### Instructions
A - Repeat the post on live links, starting at the words "I think there" and ending after "of functionality.", and swap every "running" for "body".
B - In the post on live links, what does the writer say their work mostly involves?

Re: Seeking *opinions* as part of a larger research issue.

I'm fairly far out on the food chain, mostly working with document 
creation and advising others on content, esthetic and technical aspects 
of creating documents in all formats.

I think there should be a distinction between an 'informational' address 
and a live link. Addresses noted in running text should not be live 
unless there's an immediate, relevant reason for it. Documents that look 
like old-old-school web pages (remember the ones that had 200 link in 
1000 words of running content?) are difficult to navigate even for abled 
users. Things like bibliographies with more link text (often those 
endless journal and other 'deep' links) than static are usually a mess 
as well, sacrificing readability and text usability for a (false?) sense 
of functionality.

### Rows
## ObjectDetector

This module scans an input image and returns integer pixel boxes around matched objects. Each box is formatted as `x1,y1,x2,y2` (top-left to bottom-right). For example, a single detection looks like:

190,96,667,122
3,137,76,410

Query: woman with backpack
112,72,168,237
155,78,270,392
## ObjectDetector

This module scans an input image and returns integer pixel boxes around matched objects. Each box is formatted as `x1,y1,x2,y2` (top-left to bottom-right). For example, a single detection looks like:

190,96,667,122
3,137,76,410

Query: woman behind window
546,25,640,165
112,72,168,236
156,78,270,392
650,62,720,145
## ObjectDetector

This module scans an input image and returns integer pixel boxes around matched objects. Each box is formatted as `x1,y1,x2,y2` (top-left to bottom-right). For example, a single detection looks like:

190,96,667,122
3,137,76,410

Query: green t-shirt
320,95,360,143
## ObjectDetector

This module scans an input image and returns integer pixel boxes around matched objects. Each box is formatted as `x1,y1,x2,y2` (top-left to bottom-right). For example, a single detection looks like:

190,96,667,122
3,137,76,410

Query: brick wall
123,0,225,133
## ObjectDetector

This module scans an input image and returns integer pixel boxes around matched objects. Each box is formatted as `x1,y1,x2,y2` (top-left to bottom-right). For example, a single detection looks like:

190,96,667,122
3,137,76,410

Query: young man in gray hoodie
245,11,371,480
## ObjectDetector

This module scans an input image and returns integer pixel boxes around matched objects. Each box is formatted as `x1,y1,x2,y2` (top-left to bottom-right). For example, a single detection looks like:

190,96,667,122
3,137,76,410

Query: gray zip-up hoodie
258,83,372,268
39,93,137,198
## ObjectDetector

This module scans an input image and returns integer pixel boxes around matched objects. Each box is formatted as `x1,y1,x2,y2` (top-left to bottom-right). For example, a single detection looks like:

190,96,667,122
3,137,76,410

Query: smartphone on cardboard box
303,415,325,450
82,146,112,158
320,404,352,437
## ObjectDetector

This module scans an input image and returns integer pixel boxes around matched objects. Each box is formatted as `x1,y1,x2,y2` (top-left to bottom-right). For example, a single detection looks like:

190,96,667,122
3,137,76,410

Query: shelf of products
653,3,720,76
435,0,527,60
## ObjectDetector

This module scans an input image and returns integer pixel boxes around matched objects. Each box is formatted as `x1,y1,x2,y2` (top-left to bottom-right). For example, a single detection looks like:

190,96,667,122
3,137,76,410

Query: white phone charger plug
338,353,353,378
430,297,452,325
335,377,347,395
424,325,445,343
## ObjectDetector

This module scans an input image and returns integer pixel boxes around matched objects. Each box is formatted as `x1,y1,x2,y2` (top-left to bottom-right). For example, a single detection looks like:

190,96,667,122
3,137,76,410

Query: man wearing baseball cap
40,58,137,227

### Solutions to the problems
A -
I think there should be a distinction between an 'informational' address 
and a live link. Addresses noted in body text should not be live 
unless there's an immediate, relevant reason for it. Documents that look 
like old-old-school web pages (remember the ones that had 200 link in 
1000 words of body content?) are difficult to navigate even for abled 
users. Things like bibliographies with more link text (often those 
endless journal and other 'deep' links) than static are usually a mess 
as well, sacrificing readability and text usability for a (false?) sense 
of functionality.

B - Document creation and advising others on the content, esthetic, and technical aspects of creating documents in all formats.